*TO DO*
Extract every line in the data below that contains the string "image". Case counts.

*SUPPLIED DATA*
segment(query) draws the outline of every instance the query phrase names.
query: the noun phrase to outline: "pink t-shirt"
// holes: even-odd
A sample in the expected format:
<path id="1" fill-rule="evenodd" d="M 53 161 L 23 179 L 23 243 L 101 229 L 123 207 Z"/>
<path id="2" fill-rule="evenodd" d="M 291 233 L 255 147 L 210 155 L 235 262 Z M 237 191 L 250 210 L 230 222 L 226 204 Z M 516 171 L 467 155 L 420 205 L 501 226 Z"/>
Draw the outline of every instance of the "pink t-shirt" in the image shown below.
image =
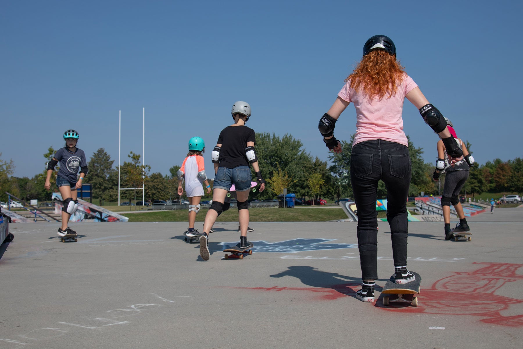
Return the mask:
...
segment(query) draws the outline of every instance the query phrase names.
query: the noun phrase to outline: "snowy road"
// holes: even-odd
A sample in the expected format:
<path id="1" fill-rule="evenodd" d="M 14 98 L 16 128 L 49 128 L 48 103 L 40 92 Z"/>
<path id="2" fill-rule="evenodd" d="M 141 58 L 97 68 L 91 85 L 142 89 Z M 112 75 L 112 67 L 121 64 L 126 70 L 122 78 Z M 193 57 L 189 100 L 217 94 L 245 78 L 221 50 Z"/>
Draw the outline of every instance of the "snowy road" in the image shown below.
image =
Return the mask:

*COMPLETE ANSWER*
Draw the outline of every instance of the "pink t-shirt" in the image shown below.
image =
Draw the outline of every instance of the "snowy road" in the image shown below.
image =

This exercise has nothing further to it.